## [ASSIGNMENT 1]
According to the article on accelerator magnets, how much did the Department of Energy award Tengming Shen, and for how long?
## [ASSIGNMENT 2]
Please carry on the article on accelerator magnets past its final sentence.

## [SELECTED TEXT]
^^^^^^^^^^^^^^^^

Driving the magnet revolution for future accelerators
Photo: Reidar Hahn
Over the years, engineers have found ways to cram more and more transistors onto a single integrated circuit. As a result of these improvements, they have been able to pack more computing power into smaller machines.
In much the same way, the key to developing better high-energy particle accelerators has been building increasingly powerful magnets to put inside them.
The Department of Energy recently presented an Early Career Research Award to Fermilab scientist Tengming Shen, a 2010 Peoples Fellow working to spur the next magnet revolution.
DOE awarded Shen $500,000 per year for five years for his research into engineering high-field superconducting materials for advanced accelerator technology. If his team succeeds, the work could pave the way for the construction of high-field superconducting magnets for future accelerators such as Fermilab's proposed muon collider, for energy upgrades of the Large Hadron Collider and for the development of new medical imaging devices.
Shen's strategy is to search for a better magnet-making material. Scientists currently use two niobium-based materials, NbTi and Nb3Sn.
"You have to go into a territory that's new," he said.
Shen works with superconducting magnets, which conduct electricity without resistance when cooled below a certain temperature. This reduces the amount of energy required to power them and allows them to achieve higher magnetic fields.

^^^^^^^^^^^^^^^^

## [PROVIDED DATA]
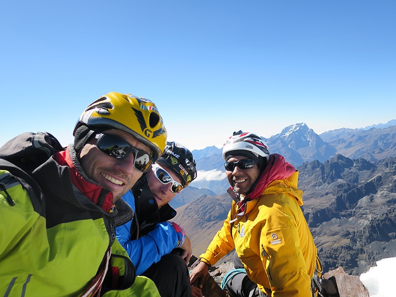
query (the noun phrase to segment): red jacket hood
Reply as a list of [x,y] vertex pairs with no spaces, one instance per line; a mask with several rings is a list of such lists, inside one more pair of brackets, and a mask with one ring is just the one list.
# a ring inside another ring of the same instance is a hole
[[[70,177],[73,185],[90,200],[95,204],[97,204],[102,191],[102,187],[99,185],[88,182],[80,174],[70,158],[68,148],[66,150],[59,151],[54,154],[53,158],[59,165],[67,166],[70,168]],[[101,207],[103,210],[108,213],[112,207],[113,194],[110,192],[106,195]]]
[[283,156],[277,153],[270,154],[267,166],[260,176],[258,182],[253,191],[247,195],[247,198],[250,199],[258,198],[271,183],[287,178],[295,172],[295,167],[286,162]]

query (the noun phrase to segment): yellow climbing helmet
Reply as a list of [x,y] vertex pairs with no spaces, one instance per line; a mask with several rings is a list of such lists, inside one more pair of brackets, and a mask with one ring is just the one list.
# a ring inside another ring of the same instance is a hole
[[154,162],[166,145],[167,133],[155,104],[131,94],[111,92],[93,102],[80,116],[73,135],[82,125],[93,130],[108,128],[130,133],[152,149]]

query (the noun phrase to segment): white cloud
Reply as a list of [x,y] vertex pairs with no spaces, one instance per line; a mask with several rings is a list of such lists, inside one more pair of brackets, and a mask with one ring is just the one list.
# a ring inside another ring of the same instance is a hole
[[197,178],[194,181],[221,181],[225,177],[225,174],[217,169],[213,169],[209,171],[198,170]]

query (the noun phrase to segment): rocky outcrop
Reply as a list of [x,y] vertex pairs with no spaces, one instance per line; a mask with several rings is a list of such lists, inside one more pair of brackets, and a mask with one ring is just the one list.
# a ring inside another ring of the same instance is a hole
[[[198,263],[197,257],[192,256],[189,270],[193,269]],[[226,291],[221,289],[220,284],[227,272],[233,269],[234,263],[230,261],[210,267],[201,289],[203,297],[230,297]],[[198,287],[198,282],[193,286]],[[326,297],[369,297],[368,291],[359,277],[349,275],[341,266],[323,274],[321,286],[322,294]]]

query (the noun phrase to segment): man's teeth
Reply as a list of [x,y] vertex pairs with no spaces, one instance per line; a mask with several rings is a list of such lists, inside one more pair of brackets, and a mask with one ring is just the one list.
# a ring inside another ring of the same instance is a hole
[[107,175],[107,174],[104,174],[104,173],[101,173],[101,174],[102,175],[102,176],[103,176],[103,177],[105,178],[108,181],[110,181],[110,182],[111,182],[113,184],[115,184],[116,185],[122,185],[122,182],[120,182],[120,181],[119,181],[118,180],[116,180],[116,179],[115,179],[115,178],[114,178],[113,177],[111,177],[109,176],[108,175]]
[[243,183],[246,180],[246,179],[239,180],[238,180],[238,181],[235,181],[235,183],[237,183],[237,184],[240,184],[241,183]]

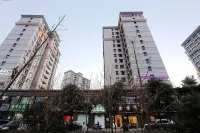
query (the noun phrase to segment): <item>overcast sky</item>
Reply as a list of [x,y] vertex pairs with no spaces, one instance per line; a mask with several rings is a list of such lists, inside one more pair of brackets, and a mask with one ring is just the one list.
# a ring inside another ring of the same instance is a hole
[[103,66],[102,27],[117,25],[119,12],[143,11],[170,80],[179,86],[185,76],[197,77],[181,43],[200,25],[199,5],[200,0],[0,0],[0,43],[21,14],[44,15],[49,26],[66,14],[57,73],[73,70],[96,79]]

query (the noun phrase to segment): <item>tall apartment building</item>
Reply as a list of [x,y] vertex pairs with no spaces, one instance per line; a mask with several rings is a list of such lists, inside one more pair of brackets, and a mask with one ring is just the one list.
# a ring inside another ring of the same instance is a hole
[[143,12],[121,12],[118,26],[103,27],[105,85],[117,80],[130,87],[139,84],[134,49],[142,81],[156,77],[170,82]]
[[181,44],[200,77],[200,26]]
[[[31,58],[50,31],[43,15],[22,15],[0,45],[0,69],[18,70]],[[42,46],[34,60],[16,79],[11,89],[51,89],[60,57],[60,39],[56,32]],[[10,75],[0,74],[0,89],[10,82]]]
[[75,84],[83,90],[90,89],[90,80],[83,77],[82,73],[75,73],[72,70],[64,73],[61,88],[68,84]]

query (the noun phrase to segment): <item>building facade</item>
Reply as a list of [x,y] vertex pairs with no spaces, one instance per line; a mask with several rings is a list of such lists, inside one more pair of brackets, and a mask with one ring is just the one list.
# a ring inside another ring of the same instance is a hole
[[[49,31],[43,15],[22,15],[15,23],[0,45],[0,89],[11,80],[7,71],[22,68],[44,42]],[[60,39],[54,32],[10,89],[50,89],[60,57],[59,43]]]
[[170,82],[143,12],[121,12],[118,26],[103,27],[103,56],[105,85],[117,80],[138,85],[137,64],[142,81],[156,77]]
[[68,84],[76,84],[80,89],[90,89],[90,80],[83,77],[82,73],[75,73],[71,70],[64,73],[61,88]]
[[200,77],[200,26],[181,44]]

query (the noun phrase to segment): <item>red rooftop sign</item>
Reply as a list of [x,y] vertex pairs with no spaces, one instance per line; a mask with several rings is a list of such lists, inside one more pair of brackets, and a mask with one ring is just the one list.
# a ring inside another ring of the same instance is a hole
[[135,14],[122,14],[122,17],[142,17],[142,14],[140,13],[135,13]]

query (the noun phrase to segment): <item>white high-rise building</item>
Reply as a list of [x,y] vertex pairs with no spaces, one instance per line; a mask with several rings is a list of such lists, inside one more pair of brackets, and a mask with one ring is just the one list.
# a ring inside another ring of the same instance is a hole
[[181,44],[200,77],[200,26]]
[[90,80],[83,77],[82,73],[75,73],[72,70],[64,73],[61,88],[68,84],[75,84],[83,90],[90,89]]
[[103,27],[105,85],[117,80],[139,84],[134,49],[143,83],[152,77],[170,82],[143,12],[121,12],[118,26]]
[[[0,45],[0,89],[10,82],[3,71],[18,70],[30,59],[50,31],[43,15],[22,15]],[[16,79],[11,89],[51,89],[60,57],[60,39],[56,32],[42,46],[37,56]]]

^^^^^^^^^^^^^^^^

## [YOUR RESPONSE 1]
$500,000 per year for five years.

## [YOUR RESPONSE 2]
To reach this point in his research, Shen has collaborated with other scientists in the Very High Field Superconducting Magnet Collaboration, a partnership among U.S. national laboratories, universities and members of superconductor industry.
Fermilab's Tevatron was the first particle accelerator to use niobium-titanium superconducting magnets. Before superconducting magnets, scientists had used iron or copper magnets, which required large amounts of electricity and, when used with insufficient cooling, tended to melt.
Fermilab founder Bob Wilson purchased as much niobium-titanium as he could, and Fermilab scientists developed a process for building large superconducting magnets. Members of industry eventually adopted the technology to mass-produce magnets used in MRI machines, now found in most hospitals. The major particle accelerators that have followed – the LHC at CERN, HERA at DESY and RHIC at Brookhaven National Laboratory – all depend on this technology.